## [What to do]
Report every line of the records below that contains the word "facade", copying each line in full. Case counts.

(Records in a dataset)
▬▬▬▬▬▬

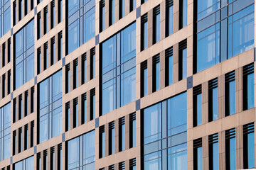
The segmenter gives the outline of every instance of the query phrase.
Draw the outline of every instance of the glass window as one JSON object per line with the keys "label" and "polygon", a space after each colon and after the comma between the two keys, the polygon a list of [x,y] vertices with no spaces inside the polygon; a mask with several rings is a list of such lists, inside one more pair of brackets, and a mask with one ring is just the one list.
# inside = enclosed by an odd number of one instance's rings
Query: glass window
{"label": "glass window", "polygon": [[187,169],[184,102],[186,93],[143,110],[144,169]]}
{"label": "glass window", "polygon": [[236,169],[235,130],[225,131],[226,169]]}
{"label": "glass window", "polygon": [[41,82],[39,93],[39,143],[41,143],[62,132],[62,71]]}
{"label": "glass window", "polygon": [[219,169],[218,133],[209,136],[209,168]]}
{"label": "glass window", "polygon": [[69,1],[68,17],[69,54],[95,35],[95,1]]}
{"label": "glass window", "polygon": [[209,96],[209,122],[218,118],[218,79],[213,79],[208,82]]}
{"label": "glass window", "polygon": [[148,22],[147,14],[142,16],[142,51],[148,47]]}
{"label": "glass window", "polygon": [[110,26],[114,23],[114,0],[110,0]]}
{"label": "glass window", "polygon": [[243,125],[242,130],[244,169],[252,169],[255,167],[254,123]]}
{"label": "glass window", "polygon": [[226,74],[225,84],[225,115],[235,113],[235,72]]}
{"label": "glass window", "polygon": [[[15,35],[15,89],[34,76],[34,21]],[[29,67],[27,67],[29,66]]]}
{"label": "glass window", "polygon": [[68,169],[95,169],[95,131],[68,141]]}
{"label": "glass window", "polygon": [[153,44],[160,40],[160,6],[153,9]]}
{"label": "glass window", "polygon": [[135,100],[135,28],[133,23],[101,45],[102,115]]}
{"label": "glass window", "polygon": [[174,33],[174,1],[171,0],[166,1],[166,36]]}
{"label": "glass window", "polygon": [[254,65],[250,64],[242,68],[243,110],[254,107]]}
{"label": "glass window", "polygon": [[[11,103],[0,108],[0,160],[11,157]],[[0,151],[1,151],[0,150]]]}

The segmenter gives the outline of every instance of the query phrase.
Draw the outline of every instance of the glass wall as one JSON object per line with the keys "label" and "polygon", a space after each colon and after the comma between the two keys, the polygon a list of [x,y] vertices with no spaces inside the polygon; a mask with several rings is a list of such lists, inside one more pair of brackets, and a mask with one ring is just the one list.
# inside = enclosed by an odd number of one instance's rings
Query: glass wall
{"label": "glass wall", "polygon": [[34,77],[33,20],[30,21],[14,35],[14,89],[17,89]]}
{"label": "glass wall", "polygon": [[95,169],[95,132],[68,141],[68,169]]}
{"label": "glass wall", "polygon": [[95,36],[95,0],[68,1],[68,54]]}
{"label": "glass wall", "polygon": [[11,156],[11,103],[0,108],[0,161]]}
{"label": "glass wall", "polygon": [[102,49],[102,114],[135,100],[135,23],[108,39]]}
{"label": "glass wall", "polygon": [[253,47],[253,0],[198,0],[196,8],[197,72]]}
{"label": "glass wall", "polygon": [[187,169],[186,93],[143,110],[144,169]]}
{"label": "glass wall", "polygon": [[39,84],[39,143],[62,132],[62,70]]}

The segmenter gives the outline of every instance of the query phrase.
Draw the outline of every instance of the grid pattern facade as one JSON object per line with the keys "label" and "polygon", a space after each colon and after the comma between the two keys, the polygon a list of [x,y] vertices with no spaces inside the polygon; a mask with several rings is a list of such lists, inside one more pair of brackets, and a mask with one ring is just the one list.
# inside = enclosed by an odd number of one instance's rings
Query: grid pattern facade
{"label": "grid pattern facade", "polygon": [[0,6],[0,169],[255,167],[255,0]]}

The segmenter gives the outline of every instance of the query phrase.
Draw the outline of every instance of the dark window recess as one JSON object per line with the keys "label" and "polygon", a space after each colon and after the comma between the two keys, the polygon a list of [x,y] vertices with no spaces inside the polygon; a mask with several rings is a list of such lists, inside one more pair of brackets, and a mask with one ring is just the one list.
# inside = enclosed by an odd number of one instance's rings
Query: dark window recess
{"label": "dark window recess", "polygon": [[254,63],[242,67],[242,110],[254,106]]}
{"label": "dark window recess", "polygon": [[[213,89],[218,88],[218,79],[214,79],[208,82],[208,122],[218,119],[218,101],[215,101]],[[218,94],[218,91],[217,91]],[[217,96],[218,97],[218,96]],[[217,102],[217,107],[215,106]],[[217,109],[217,110],[216,110]],[[216,113],[217,111],[217,113]],[[214,118],[217,116],[217,118]]]}
{"label": "dark window recess", "polygon": [[225,74],[225,115],[233,115],[235,113],[235,72]]}
{"label": "dark window recess", "polygon": [[[193,126],[196,127],[200,125],[202,123],[202,113],[200,101],[198,100],[198,95],[202,94],[202,85],[200,84],[193,88]],[[200,106],[201,105],[201,106]],[[199,106],[199,107],[198,107]]]}
{"label": "dark window recess", "polygon": [[242,126],[244,169],[255,167],[254,123]]}
{"label": "dark window recess", "polygon": [[125,169],[125,163],[124,162],[119,162],[118,164],[118,167],[119,169]]}
{"label": "dark window recess", "polygon": [[235,159],[231,160],[231,155],[235,155],[235,129],[225,131],[225,168],[230,169],[232,165],[235,165]]}
{"label": "dark window recess", "polygon": [[178,80],[186,77],[186,57],[183,55],[183,50],[187,47],[187,40],[178,43]]}
{"label": "dark window recess", "polygon": [[202,148],[202,138],[194,140],[193,141],[193,169],[201,169],[202,168],[198,163],[203,162],[203,160],[199,160],[201,156],[200,154],[199,149]]}
{"label": "dark window recess", "polygon": [[160,89],[160,56],[153,57],[153,92]]}
{"label": "dark window recess", "polygon": [[147,72],[146,74],[144,72],[146,69],[147,60],[141,63],[141,97],[144,97],[147,94]]}

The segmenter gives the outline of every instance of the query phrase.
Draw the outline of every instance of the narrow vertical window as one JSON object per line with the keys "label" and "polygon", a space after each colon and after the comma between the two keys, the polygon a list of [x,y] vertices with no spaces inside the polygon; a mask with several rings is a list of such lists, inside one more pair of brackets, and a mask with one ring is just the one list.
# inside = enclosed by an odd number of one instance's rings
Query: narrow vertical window
{"label": "narrow vertical window", "polygon": [[147,21],[147,13],[143,15],[141,18],[142,21],[142,38],[141,38],[141,50],[148,47],[148,21]]}
{"label": "narrow vertical window", "polygon": [[225,74],[225,110],[226,116],[235,113],[235,72]]}
{"label": "narrow vertical window", "polygon": [[141,64],[141,96],[147,95],[147,60]]}
{"label": "narrow vertical window", "polygon": [[193,169],[203,170],[202,138],[193,140]]}
{"label": "narrow vertical window", "polygon": [[160,57],[153,57],[153,92],[160,89]]}
{"label": "narrow vertical window", "polygon": [[100,1],[100,31],[102,31],[105,30],[105,0],[102,0]]}
{"label": "narrow vertical window", "polygon": [[99,157],[102,158],[105,157],[105,127],[104,125],[100,127],[100,148]]}
{"label": "narrow vertical window", "polygon": [[37,153],[36,154],[36,169],[41,170],[41,153]]}
{"label": "narrow vertical window", "polygon": [[41,36],[41,12],[37,14],[37,39],[38,40]]}
{"label": "narrow vertical window", "polygon": [[6,64],[6,43],[4,43],[2,45],[2,67],[4,67]]}
{"label": "narrow vertical window", "polygon": [[26,91],[25,92],[25,113],[24,116],[27,116],[28,115],[28,91]]}
{"label": "narrow vertical window", "polygon": [[166,37],[168,37],[174,33],[174,1],[167,0],[166,8]]}
{"label": "narrow vertical window", "polygon": [[160,6],[153,9],[153,44],[160,40]]}
{"label": "narrow vertical window", "polygon": [[90,79],[95,77],[95,48],[90,50]]}
{"label": "narrow vertical window", "polygon": [[34,145],[34,132],[35,132],[35,123],[33,120],[31,124],[31,147],[33,147]]}
{"label": "narrow vertical window", "polygon": [[73,89],[78,87],[78,60],[73,62]]}
{"label": "narrow vertical window", "polygon": [[198,85],[193,89],[193,125],[202,125],[202,87]]}
{"label": "narrow vertical window", "polygon": [[242,67],[243,110],[254,107],[254,63]]}
{"label": "narrow vertical window", "polygon": [[48,8],[43,8],[43,34],[48,32]]}
{"label": "narrow vertical window", "polygon": [[82,84],[87,81],[87,61],[86,52],[82,55]]}
{"label": "narrow vertical window", "polygon": [[55,63],[55,37],[53,37],[50,39],[50,65]]}
{"label": "narrow vertical window", "polygon": [[119,19],[123,18],[125,16],[125,0],[119,1]]}
{"label": "narrow vertical window", "polygon": [[208,97],[208,122],[211,122],[218,118],[218,79],[209,81]]}
{"label": "narrow vertical window", "polygon": [[188,0],[179,1],[179,28],[187,26]]}
{"label": "narrow vertical window", "polygon": [[136,0],[129,0],[130,1],[130,12],[136,9]]}
{"label": "narrow vertical window", "polygon": [[255,167],[255,137],[254,123],[242,126],[243,131],[243,160],[244,169]]}
{"label": "narrow vertical window", "polygon": [[236,169],[235,129],[225,132],[225,168],[227,170]]}
{"label": "narrow vertical window", "polygon": [[90,120],[95,118],[95,89],[90,90]]}
{"label": "narrow vertical window", "polygon": [[25,125],[25,132],[24,132],[24,150],[28,149],[28,124]]}
{"label": "narrow vertical window", "polygon": [[7,62],[11,62],[11,38],[8,39]]}
{"label": "narrow vertical window", "polygon": [[58,33],[58,61],[63,57],[62,31]]}
{"label": "narrow vertical window", "polygon": [[129,115],[129,148],[136,147],[136,113]]}
{"label": "narrow vertical window", "polygon": [[22,119],[22,95],[18,96],[18,120]]}
{"label": "narrow vertical window", "polygon": [[53,170],[55,169],[55,152],[54,152],[54,147],[52,147],[50,149],[50,169]]}
{"label": "narrow vertical window", "polygon": [[21,153],[22,151],[22,128],[18,128],[18,153]]}
{"label": "narrow vertical window", "polygon": [[18,0],[18,21],[22,18],[22,0]]}
{"label": "narrow vertical window", "polygon": [[13,132],[13,155],[16,154],[16,131]]}
{"label": "narrow vertical window", "polygon": [[73,128],[78,126],[78,98],[73,100]]}
{"label": "narrow vertical window", "polygon": [[119,119],[119,151],[125,150],[125,126],[124,117]]}
{"label": "narrow vertical window", "polygon": [[109,155],[114,154],[114,123],[109,123]]}
{"label": "narrow vertical window", "polygon": [[14,99],[14,108],[13,108],[13,123],[16,123],[16,98]]}
{"label": "narrow vertical window", "polygon": [[6,96],[6,74],[4,74],[2,76],[2,79],[3,79],[3,83],[2,83],[2,97],[4,98]]}
{"label": "narrow vertical window", "polygon": [[70,91],[70,64],[65,67],[65,93],[68,94]]}
{"label": "narrow vertical window", "polygon": [[35,88],[31,88],[31,113],[33,113],[35,108]]}
{"label": "narrow vertical window", "polygon": [[15,24],[16,24],[16,21],[17,21],[17,18],[16,18],[16,11],[17,11],[16,1],[14,1],[13,6],[14,6],[13,22],[14,22],[14,26]]}
{"label": "narrow vertical window", "polygon": [[70,130],[70,102],[65,103],[65,131]]}
{"label": "narrow vertical window", "polygon": [[62,169],[62,144],[58,144],[58,170]]}
{"label": "narrow vertical window", "polygon": [[47,170],[48,169],[48,155],[47,155],[47,149],[43,151],[43,170]]}
{"label": "narrow vertical window", "polygon": [[173,48],[170,47],[165,51],[165,64],[166,64],[166,86],[173,84],[174,77],[174,57]]}
{"label": "narrow vertical window", "polygon": [[110,26],[114,23],[114,0],[110,0]]}
{"label": "narrow vertical window", "polygon": [[209,169],[218,169],[218,133],[208,137],[209,142]]}
{"label": "narrow vertical window", "polygon": [[82,94],[82,123],[85,123],[87,122],[87,103],[86,103],[86,93]]}
{"label": "narrow vertical window", "polygon": [[48,42],[43,45],[43,70],[48,68]]}
{"label": "narrow vertical window", "polygon": [[37,50],[37,58],[38,58],[38,61],[37,61],[37,72],[38,72],[38,74],[39,74],[41,72],[41,47],[38,48],[38,50]]}
{"label": "narrow vertical window", "polygon": [[55,26],[55,1],[50,2],[50,28]]}
{"label": "narrow vertical window", "polygon": [[62,0],[59,0],[58,1],[58,23],[60,23],[62,21],[62,15],[63,15],[63,2]]}
{"label": "narrow vertical window", "polygon": [[136,170],[136,158],[132,159],[129,160],[129,170]]}
{"label": "narrow vertical window", "polygon": [[187,40],[178,43],[178,80],[187,76]]}
{"label": "narrow vertical window", "polygon": [[8,78],[7,78],[7,94],[11,93],[11,70],[8,71]]}

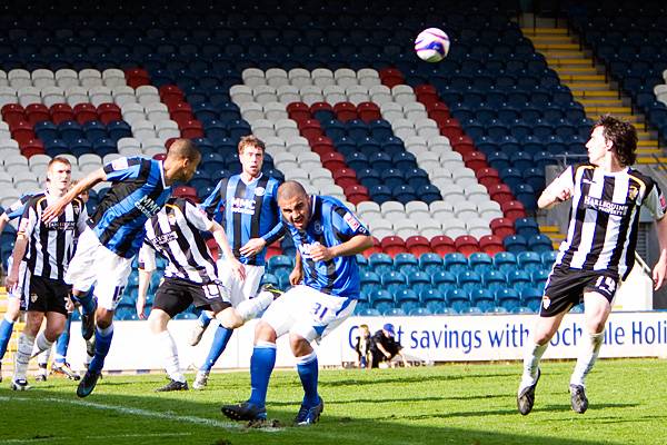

▬▬▬▬▬▬

## [Completed exercise]
Draw the outline of every instance of the grid pattern facade as one JSON object per line with the keys "label" and "polygon", a space after each colon and after the comma between the two keys, the polygon a list of [x,y] vertices with no spaces inside the polygon; a mask with several rings is a list of such lists, inside one more pair of brackets, and a mask with one ring is just the one list.
Query: grid pattern facade
{"label": "grid pattern facade", "polygon": [[0,6],[0,169],[255,167],[255,0]]}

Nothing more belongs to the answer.